=== Trecho para leitura ===

Outro ponto avaliado foi se as empresas estão concedendo uma ajuda de custo financeira para a realização do home office, e 88,2% dos respondentes informaram que não. Também foi perguntado se a empresa ofereceu suporte de infraestrutura, como notebook, mobília de escritório entre outros, e 31% afirmaram que não. Em relação a carga horária, 48,52% apontaram que estão trabalhando mais do que antes. Um dos motivos apontados é a redução da barreira entre a vida pessoal e profissional, um dos maiores desafios quando tudo acontece no mesmo ambiente.

=== Registros exibidos ===

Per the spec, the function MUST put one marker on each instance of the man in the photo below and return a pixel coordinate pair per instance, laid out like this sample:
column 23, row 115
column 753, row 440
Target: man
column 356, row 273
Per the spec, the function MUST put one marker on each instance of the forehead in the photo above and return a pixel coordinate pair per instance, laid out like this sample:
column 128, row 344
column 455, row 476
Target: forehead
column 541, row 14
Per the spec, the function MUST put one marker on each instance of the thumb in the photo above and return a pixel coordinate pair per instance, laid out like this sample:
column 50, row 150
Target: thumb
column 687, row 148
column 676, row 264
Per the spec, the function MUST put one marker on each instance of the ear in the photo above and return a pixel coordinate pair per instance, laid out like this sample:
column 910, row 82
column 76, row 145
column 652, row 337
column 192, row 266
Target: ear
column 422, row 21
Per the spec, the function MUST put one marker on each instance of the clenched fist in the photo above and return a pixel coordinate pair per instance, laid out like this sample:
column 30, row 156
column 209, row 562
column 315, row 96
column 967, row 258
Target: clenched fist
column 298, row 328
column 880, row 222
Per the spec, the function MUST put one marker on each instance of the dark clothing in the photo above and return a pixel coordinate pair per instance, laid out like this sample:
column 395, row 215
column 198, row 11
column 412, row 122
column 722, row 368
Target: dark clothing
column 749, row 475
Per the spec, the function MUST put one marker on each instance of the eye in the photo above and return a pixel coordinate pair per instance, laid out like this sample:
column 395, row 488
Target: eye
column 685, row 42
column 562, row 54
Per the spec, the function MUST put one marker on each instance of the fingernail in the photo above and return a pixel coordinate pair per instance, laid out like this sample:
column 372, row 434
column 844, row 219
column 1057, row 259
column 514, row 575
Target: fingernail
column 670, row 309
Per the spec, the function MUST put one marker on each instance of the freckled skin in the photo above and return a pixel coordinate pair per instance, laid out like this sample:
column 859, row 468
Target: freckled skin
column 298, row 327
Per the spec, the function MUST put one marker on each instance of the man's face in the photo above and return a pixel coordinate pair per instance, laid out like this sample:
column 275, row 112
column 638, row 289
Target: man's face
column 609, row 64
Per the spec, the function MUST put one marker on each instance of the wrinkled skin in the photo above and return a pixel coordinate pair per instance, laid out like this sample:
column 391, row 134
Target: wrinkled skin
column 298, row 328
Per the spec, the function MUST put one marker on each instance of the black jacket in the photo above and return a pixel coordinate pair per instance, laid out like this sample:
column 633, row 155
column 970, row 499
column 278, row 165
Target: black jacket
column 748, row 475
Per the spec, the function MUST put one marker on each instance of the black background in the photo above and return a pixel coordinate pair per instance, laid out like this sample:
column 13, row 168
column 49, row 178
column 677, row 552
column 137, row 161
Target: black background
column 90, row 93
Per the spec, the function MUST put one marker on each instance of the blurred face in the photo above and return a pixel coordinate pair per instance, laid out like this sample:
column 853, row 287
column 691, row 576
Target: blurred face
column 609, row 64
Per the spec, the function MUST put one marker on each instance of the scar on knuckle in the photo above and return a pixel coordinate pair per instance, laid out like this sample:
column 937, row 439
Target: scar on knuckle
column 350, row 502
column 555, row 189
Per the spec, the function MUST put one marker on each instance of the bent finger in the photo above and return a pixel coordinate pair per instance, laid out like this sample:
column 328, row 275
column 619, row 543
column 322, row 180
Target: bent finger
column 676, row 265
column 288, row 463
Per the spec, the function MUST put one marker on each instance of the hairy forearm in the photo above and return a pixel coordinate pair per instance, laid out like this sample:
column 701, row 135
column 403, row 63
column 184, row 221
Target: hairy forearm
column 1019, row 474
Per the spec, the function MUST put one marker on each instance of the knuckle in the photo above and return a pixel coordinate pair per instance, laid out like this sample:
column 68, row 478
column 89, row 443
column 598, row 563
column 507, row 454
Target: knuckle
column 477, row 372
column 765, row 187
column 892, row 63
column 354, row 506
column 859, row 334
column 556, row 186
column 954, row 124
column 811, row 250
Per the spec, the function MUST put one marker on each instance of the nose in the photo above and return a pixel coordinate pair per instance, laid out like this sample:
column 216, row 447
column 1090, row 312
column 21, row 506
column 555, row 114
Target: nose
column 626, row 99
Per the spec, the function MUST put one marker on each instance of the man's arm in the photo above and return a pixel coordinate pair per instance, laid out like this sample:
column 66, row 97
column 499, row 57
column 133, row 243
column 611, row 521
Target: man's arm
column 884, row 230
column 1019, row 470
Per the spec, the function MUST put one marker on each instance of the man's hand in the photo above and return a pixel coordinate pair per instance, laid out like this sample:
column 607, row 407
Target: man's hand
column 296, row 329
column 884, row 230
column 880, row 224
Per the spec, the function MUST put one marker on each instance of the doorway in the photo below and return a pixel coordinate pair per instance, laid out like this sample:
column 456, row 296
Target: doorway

===

_Tarefas a cumprir_
(A) Por favor, reproduza fielmente o trecho sobre o home office, começando nas palavras "Outro ponto avaliado" e parando logo após "no mesmo ambiente.".
(B) Liste todos os percentuais mencionados no trecho sobre o home office.

_Respostas abaixo_
(A)
Outro ponto avaliado foi se as empresas estão concedendo uma ajuda de custo financeira para a realização do home office, e 88,2% dos respondentes informaram que não. Também foi perguntado se a empresa ofereceu suporte de infraestrutura, como notebook, mobília de escritório entre outros, e 31% afirmaram que não. Em relação a carga horária, 48,52% apontaram que estão trabalhando mais do que antes. Um dos motivos apontados é a redução da barreira entre a vida pessoal e profissional, um dos maiores desafios quando tudo acontece no mesmo ambiente.

(B) 88,2%; 31%; 48,52%